## AIM
Without skipping anything, write out each record below exactly.

## SOURCE DATA
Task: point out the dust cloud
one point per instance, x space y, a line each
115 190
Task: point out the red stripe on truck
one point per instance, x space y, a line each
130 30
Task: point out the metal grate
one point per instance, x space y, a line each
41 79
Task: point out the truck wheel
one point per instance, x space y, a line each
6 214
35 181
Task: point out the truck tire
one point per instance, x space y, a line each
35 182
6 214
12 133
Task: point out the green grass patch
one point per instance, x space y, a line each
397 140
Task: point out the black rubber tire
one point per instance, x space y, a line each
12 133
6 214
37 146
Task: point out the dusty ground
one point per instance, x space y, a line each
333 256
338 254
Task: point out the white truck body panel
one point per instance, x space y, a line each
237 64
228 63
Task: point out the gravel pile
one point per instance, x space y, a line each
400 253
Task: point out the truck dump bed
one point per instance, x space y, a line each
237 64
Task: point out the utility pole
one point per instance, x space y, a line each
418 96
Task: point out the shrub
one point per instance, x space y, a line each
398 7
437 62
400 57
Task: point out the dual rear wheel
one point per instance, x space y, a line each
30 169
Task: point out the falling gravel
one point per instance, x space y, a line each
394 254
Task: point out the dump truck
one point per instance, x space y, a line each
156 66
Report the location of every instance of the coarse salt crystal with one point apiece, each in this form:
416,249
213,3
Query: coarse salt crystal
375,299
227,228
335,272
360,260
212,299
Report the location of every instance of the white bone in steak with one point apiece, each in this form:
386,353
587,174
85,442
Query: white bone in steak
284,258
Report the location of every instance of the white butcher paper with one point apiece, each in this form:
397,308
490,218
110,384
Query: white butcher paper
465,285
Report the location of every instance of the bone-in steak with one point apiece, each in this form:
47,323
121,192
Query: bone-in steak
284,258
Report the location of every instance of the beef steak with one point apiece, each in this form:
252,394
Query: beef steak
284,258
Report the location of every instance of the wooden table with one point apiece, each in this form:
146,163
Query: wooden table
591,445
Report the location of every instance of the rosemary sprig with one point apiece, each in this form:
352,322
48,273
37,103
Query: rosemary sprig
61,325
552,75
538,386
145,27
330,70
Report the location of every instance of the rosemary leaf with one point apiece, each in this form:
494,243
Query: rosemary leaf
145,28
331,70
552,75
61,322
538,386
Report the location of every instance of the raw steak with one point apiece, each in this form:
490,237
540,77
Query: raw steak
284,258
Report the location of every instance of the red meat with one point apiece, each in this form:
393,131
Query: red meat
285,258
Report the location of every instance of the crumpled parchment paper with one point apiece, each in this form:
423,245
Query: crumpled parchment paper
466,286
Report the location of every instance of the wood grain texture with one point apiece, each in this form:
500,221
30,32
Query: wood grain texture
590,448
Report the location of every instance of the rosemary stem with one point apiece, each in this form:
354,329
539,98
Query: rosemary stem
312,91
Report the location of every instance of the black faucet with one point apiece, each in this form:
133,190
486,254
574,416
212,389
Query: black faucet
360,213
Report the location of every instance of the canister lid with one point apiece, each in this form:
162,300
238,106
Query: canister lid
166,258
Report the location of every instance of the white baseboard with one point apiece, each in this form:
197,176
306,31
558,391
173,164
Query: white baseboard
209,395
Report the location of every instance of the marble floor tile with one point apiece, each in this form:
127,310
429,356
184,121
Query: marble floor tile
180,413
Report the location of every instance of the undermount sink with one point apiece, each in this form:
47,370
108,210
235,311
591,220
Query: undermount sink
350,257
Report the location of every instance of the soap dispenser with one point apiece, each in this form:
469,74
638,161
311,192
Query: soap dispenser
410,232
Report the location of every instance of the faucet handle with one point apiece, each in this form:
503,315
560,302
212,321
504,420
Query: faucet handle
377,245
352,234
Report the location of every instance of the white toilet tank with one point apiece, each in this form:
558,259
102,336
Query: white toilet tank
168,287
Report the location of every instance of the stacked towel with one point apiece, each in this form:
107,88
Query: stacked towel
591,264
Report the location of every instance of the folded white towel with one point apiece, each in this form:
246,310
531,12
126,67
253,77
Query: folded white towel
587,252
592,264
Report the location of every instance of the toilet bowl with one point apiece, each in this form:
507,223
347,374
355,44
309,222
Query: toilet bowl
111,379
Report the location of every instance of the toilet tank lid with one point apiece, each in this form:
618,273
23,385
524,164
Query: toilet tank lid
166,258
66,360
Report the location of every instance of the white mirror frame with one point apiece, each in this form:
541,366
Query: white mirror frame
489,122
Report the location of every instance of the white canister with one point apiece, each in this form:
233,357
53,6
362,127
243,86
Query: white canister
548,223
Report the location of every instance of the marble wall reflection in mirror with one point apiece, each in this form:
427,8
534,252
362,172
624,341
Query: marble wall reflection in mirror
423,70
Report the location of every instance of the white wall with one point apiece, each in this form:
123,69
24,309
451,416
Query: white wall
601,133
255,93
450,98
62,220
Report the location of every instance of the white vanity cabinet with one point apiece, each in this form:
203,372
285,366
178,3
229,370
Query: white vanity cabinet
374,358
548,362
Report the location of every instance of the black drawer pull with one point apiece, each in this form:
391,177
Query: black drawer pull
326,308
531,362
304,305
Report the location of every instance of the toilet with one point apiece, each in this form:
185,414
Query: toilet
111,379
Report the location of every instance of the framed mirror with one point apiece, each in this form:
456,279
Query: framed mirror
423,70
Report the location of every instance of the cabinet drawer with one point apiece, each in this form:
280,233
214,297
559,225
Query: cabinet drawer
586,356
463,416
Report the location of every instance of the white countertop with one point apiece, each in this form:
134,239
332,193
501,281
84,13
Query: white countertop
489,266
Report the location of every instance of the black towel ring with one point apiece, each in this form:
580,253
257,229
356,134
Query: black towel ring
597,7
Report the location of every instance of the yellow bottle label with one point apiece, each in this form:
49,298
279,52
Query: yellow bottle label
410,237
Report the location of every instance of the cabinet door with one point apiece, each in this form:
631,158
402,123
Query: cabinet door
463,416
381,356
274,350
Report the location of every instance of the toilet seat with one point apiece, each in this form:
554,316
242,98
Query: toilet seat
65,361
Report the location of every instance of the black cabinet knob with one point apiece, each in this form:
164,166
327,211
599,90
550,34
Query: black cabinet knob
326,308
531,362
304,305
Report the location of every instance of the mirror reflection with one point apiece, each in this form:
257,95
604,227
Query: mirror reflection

## PROBLEM SOLUTION
Task: point out the dust cloud
one point per instance, x space y, a line each
115 190
Task: point out the red stripe on truck
one point per instance, x space y, a line each
130 30
Task: point out the metal grate
one point per instance, x space y, a line each
41 79
Task: point out the truck wheel
one point per instance, x space y, a line each
6 214
35 181
Task: point out the truck tire
one point per instance, x space y, a line each
35 182
6 214
12 133
Task: point out the green grass patch
one point per instance, x space y, a line each
397 140
Task: point out the black rubber tire
one point per instance, x space y, a line each
12 133
6 214
37 146
Task: point out the dusty ground
one point per instance, x space y, a line each
333 256
338 254
Task: point out the white truck body panel
one point per instance, x space y, a line each
237 64
228 63
Task: point out the gravel pile
one point per instance, x space y, a line each
400 253
Task: point out the truck dump bed
one point per instance, x space y, a line each
237 64
Task: point out the utility pole
one point per instance, x space y, a line each
418 96
Task: point out the shrub
one point per instance, x space y, a line each
398 7
437 62
400 57
Task: point out the dual rear wheel
one point per instance, x space y, a line each
30 169
Task: point out the falling gravel
one point per instance, x space y, a line each
394 254
Task: point out the dump truck
one point per instance, x space y, a line each
156 66
Report the location of every instance of the coarse salt crystal with one point apiece, each in this form:
416,249
213,3
Query: coarse salt crystal
375,299
227,228
335,272
360,260
212,299
Report the location of every instance of the white bone in steak with one point apiece, each in this form:
386,353
587,174
85,442
Query: white bone in steak
284,258
Report the location of every instance of the white butcher paper with one point apiece, each in this form:
397,308
490,218
110,384
Query: white butcher paper
465,285
Report the location of every instance of the bone-in steak with one point apiece, each in this form:
47,323
121,192
Query: bone-in steak
284,258
Report the location of every instance of the beef steak with one point apiece, each in this form:
252,394
Query: beef steak
284,258
Report the location of every instance of the wooden table with one point apiece, each in this form:
146,163
Query: wooden table
591,445
Report the location of every instance of the rosemary sprig with one point apiece, each in this form:
352,322
48,273
37,103
Query: rosemary sprig
61,325
552,75
538,386
145,27
330,70
Report the location of every instance of the rosemary leaf with one point apiece, each in this form:
494,243
Query: rosemary leaf
145,28
331,70
552,75
61,322
538,386
Report the location of every instance of the raw steak with one point apiece, each in this form:
490,237
540,77
Query: raw steak
284,258
Report the location of every instance of the red meat with one point apiece, each in this form:
393,131
Query: red meat
285,258
Report the location of every instance of the crumpled parchment paper with one point apiece, each in this form:
423,245
Query: crumpled parchment paper
466,286
Report the location of every instance of the wood grain texture with one point apiece, each in this form:
500,221
30,32
Query: wood grain texture
590,448
Report the location of every instance of the rosemary stem with one point apiece, each in this form:
354,329
539,98
Query: rosemary stem
312,91
Report the location of every instance of the black faucet with one point apiece, each in this form:
133,190
486,254
574,416
212,389
Query: black faucet
360,213
Report the location of every instance of the canister lid with one point apiece, each in this form:
162,300
238,106
Query: canister lid
166,258
Report the location of every instance of the white baseboard with one point apiece, each in this form:
197,176
306,31
558,391
173,164
Query: white baseboard
209,395
Report the location of every instance of the marble floor tile with one point apiece, each in this form:
127,310
429,356
184,121
Query: marble floor tile
180,413
Report the location of every instance of the undermount sink with one point apiece, each in this form:
47,370
108,210
235,311
591,220
Query: undermount sink
350,257
Report the location of every instance of the soap dispenser with one point apiece, each in this form:
469,74
638,161
311,192
Query: soap dispenser
410,232
Report the location of every instance of the faucet handle with one point apiece, each in this form:
503,315
560,302
212,321
504,420
Query: faucet handle
377,245
352,234
Report the location of every instance of the white toilet tank with one point apiece, each in this form:
558,259
102,336
Query: white toilet tank
168,287
Report the location of every instance of the stacked towel with one point apiece, each in this form:
107,88
Query: stacked towel
591,264
Report the location of every instance of the folded white towel with one point apiece, each in this form:
246,310
531,12
126,67
253,77
Query: folded white towel
587,252
592,264
Report the location of every instance of the toilet bowl with one point apiece, each in this form:
507,223
347,374
355,44
309,222
Query: toilet bowl
111,379
Report the location of every instance of the toilet tank lid with one point apiece, each in this form:
618,273
23,385
524,164
Query: toilet tank lid
166,258
66,360
Report the location of every instance of the white mirror frame with one point apiece, each in this form:
541,366
Query: white mirror frame
489,122
Report the location of every instance of the white canister with one point apiece, each in this form:
233,357
53,6
362,127
243,86
Query: white canister
548,223
Report the location of every instance of the marble wall reflection in mirror with one point apiece, each in this form:
427,8
534,252
362,172
624,341
Query: marble wall reflection in mirror
423,70
Report the location of every instance of the white wall with one point apiece, each in this form:
123,69
24,309
451,416
Query: white wall
601,133
255,93
450,98
62,220
Report the location of every instance of the white vanity cabinet with one point apiece, each in this form:
203,372
285,366
178,3
229,370
Query: white vanity cabinet
374,358
548,362
Report the location of every instance of the black drawer pull with one point apiece, each in this form:
391,177
Query: black drawer pull
326,308
531,362
304,305
Report the location of every instance of the toilet with one point apiece, each in this form:
185,414
Query: toilet
111,379
Report the location of every instance of the framed mirror with one point apiece, each in this form:
456,279
Query: framed mirror
423,70
Report the location of every instance of the cabinet drawer with one point apiece, each in this form:
280,233
214,297
559,225
Query: cabinet drawer
586,356
463,416
Report the location of every instance of the white countertop with one point apiece, each in this form:
134,239
332,193
501,281
84,13
Query: white countertop
489,266
Report the location of every instance of the black towel ring with one point apiece, each in this form:
580,253
257,229
356,134
Query: black towel ring
597,7
Report the location of every instance of the yellow bottle label with one point apiece, each in this form:
49,298
279,52
Query: yellow bottle label
410,237
Report the location of every instance of the cabinet door with one point apiece, each in this form:
631,158
402,123
Query: cabinet door
463,416
381,356
274,350
Report the location of every instance of the toilet seat with one point apiece, each in this form:
554,316
242,98
Query: toilet seat
65,361
Report the location of every instance of the black cabinet knob with one point apiece, each in this form:
164,166
327,211
599,90
550,34
Query: black cabinet knob
326,308
531,362
304,305
Report the location of every instance of the mirror reflection with one point apiece, each in this form:
257,95
604,227
Query: mirror reflection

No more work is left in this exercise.